◆ GEZEIGTER TEXTAUSZUG
──────

Halingen/Menden. Tausende Mendener können im November ihre Pfarrgemeinderäte und Kirchenvorstände wählen. Wir fragen Kandidaten nach ihrer Motivation.
Die katholischen Gemeinden in Menden suchen händeringend ehrenamtliche Unterstützer. Anfang November werden der Kirchenvorstand und der Pfarrgemeinderat neu gewählt. Vielerorts mangelt es an Bewerberinnen und Bewerbern. Wir haben mit drei Kandidaten darüber gesprochen, warum sie sich zur Wahl aufstellen lassen.

──────

◆ GEGEBENE DATEN
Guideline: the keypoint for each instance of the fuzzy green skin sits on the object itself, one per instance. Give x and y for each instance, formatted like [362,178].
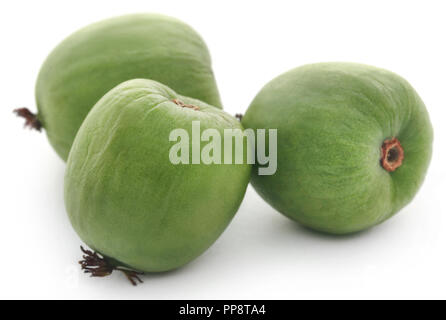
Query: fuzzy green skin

──────

◆ KURZE AUFGABE A
Wann werden laut dem Text über die Kirchenwahlen in Menden der Kirchenvorstand und der Pfarrgemeinderat neu gewählt?
◆ KURZE AUFGABE B
Führen Sie den Text über die Kirchenwahlen in Menden nach seinem letzten Satz weiter.

◆ ERWARTETE ANTWORT A
Anfang November.

◆ ERWARTETE ANTWORT B
Bankfachwirtin wird von ihrer Familie unterstützt
Ruth Krumscheid ist seit sechs Jahren geschäftsführende Vorsitzende im Kirchenvorstand in Halingen. Zuvor war sie drei Jahre stellvertretendes Mitglied. Ein ehemaliger Priester hatte die Halingerin damals gefragt. Ihr Sohn war erst eineinhalb Jahre alt, sie fing gerade wieder an zu arbeiten, „da musste ich erst mal gucken, was genau damit verbunden ist“. Als Bankfachwirtin fühlte sie sich beim Thema Finanzen, um das sich der Kirchenvorstand vornehmlich kümmert, auf vertrautem Terrain. Doch für Ruth Krumscheid stand sofort fest: „Ohne die Unterstützung meiner Familie kann das nicht funktionieren.“ Als klar war, dass sie den Rückhalt ihres Ehemannes hat, ließ sie sich zur Wahl aufstellen.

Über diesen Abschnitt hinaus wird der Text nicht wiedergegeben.